*Bloque de texto:*

▽

Rimas visuales que se ponen de manifiesto en el contraste de caracteres entre Paterson y Laura, una joven soñadora que destila vivacidad, entusiasmo y creatividad, aunque la gama de color que utiliza en sus creaciones es siempre en blanco y negro, tanto cuando pinta filigranas decorativas en los diferentes elementos del hogar o la de los ingredientes que usa para cocinar sus pasteles. Pero también es la gama de sus vestidos, que a veces también pinta, o la de la guitarra acústica que adquiere en su pretensión por convertirse en cantante y que está decorada con rombos también en blanco y negro.

Pero además esos “esquemas que se extienden por igual sobre vivos y muertos”, como dice Sebald, se expanden al nombre del propio personaje, el que da título al film, y que es el mismo nombre de la ciudad donde transcurre la historia. Ciudad en la que nació el actor Lou Costello quien formó pareja cómica con Bud Abbott, presentes en el film, como William Carlos Williams, cuya obra cumbre es su poemario titulado, precisamente, Paterson, y autor de cabecera del protagonista quien además lee alguno de sus versos. Versos que hablan sobre elementos cotidianos, como los que escribe el propio Paterson.

△

*Solicitud escrita:*
Imprime completo y sin ningún cambio el fragmento sobre la película Paterson.

*Entradas de anotación por coordenadas:*
▽

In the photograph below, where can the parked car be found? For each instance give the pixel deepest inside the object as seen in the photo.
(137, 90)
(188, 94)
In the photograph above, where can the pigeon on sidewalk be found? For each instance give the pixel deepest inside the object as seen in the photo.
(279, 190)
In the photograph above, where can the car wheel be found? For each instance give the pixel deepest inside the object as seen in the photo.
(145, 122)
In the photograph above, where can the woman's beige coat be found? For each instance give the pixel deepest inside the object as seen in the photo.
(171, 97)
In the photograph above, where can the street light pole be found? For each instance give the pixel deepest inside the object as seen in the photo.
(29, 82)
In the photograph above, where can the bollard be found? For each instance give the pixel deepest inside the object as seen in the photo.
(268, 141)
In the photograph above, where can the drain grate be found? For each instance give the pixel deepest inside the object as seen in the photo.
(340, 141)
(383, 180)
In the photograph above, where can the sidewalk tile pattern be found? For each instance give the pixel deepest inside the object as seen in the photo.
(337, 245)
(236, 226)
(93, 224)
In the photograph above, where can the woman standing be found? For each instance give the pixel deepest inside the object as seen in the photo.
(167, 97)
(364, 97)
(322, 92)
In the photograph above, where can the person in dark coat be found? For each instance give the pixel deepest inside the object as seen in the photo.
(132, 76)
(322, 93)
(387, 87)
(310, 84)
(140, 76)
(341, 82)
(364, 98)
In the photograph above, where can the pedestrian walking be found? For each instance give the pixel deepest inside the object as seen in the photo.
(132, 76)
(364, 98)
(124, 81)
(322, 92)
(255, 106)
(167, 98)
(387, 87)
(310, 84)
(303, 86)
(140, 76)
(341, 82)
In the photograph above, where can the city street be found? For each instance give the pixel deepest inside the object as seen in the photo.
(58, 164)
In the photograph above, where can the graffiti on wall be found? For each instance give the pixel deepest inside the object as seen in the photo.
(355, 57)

△

*Resultado obtenido:*
Rimas visuales que se ponen de manifiesto en el contraste de caracteres entre Paterson y Laura, una joven soñadora que destila vivacidad, entusiasmo y creatividad, aunque la gama de color que utiliza en sus creaciones es siempre en blanco y negro, tanto cuando pinta filigranas decorativas en los diferentes elementos del hogar o la de los ingredientes que usa para cocinar sus pasteles. Pero también es la gama de sus vestidos, que a veces también pinta, o la de la guitarra acústica que adquiere en su pretensión por convertirse en cantante y que está decorada con rombos también en blanco y negro.

Pero además esos “esquemas que se extienden por igual sobre vivos y muertos”, como dice Sebald, se expanden al nombre del propio personaje, el que da título al film, y que es el mismo nombre de la ciudad donde transcurre la historia. Ciudad en la que nació el actor Lou Costello quien formó pareja cómica con Bud Abbott, presentes en el film, como William Carlos Williams, cuya obra cumbre es su poemario titulado, precisamente, Paterson, y autor de cabecera del protagonista quien además lee alguno de sus versos. Versos que hablan sobre elementos cotidianos, como los que escribe el propio Paterson.